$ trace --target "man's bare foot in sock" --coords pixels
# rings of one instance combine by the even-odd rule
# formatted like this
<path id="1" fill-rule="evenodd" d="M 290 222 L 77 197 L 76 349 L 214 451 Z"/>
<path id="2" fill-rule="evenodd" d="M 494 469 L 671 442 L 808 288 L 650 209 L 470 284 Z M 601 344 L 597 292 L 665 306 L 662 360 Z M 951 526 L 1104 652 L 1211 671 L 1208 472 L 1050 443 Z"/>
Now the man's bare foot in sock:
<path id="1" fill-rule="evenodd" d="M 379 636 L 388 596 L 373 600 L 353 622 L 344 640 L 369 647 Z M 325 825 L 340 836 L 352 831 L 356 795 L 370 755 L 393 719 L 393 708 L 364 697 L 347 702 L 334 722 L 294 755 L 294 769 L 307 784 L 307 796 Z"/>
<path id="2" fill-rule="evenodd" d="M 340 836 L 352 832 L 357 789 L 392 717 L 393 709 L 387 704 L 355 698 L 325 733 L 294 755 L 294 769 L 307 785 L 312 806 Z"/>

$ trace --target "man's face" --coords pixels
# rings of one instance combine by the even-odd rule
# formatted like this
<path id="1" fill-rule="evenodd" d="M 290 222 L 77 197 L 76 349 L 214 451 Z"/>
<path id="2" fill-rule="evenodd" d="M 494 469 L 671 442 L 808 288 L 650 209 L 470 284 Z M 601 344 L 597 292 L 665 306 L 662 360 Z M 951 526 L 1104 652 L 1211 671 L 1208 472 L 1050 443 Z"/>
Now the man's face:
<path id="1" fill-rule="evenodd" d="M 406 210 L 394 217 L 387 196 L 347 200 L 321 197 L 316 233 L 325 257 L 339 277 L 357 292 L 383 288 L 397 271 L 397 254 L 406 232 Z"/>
───
* EXERCISE *
All lines carrying the word "pixels" must be copied from the data above.

* PROBLEM SOLUTION *
$ trace --target "man's bare foot in sock" --coords pixels
$ trace --target "man's face" --coords pixels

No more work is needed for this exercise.